| PROVIDED PASSAGE |
While Napper and his organization are at the forefront of bringing new neighbors into the Strip, he says the group is equally concerned about maintaining the proud heritage of the community.“There’s been a lot of focus on keeping Penn Avenue as it is,” says Napper. “We want to keep it a historic district with all the mom-and-pop shops.”

Currently, the community organization is working with the city’s Department of Mobility and Infrastructure and other local stakeholders on a new multimodal transit plan to safely accommodate bike and foot traffic. And Riverlife continues to work with the city and corporate partners to make sure the newly available riverfront land is accessible to their neighborhood, and eventually the entire city, amid the building boom.

“We have a growing riverfront trail, but it’s often blocked and detoured because of new construction, and that’s a concern,” says Bontrager. “There’s a huge challenge to connect the Strip portion of the trail up into Lawrenceville.”

Riverlife’s Design Review Committee meets regularly with the various property owners and developers working in the Strip, and Bontrager compliments the Edge 1909 building, the Burns White Center at 26th, and Oxford’s 3 Crossings development for investing in landscape improvements and public access to their riverfronts.

| RECORDS SUPPLIED |
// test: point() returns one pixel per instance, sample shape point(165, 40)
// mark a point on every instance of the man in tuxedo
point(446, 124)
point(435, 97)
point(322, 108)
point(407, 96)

| TO DO |
A: According to the passage on the Strip, why is the growing riverfront trail a concern for Bontrager?
B: Transcribe from the passage on the Strip the part that opens with the words containing "Currently, the community" and closes with "the building boom.".
Base every response solely on the passage on the Strip.

| SOLUTIONS TO THE EXERCISE |
A: The trail is a concern because it is often blocked and detoured by new construction.

B:
Currently, the community organization is working with the city’s Department of Mobility and Infrastructure and other local stakeholders on a new multimodal transit plan to safely accommodate bike and foot traffic. And Riverlife continues to work with the city and corporate partners to make sure the newly available riverfront land is accessible to their neighborhood, and eventually the entire city, amid the building boom.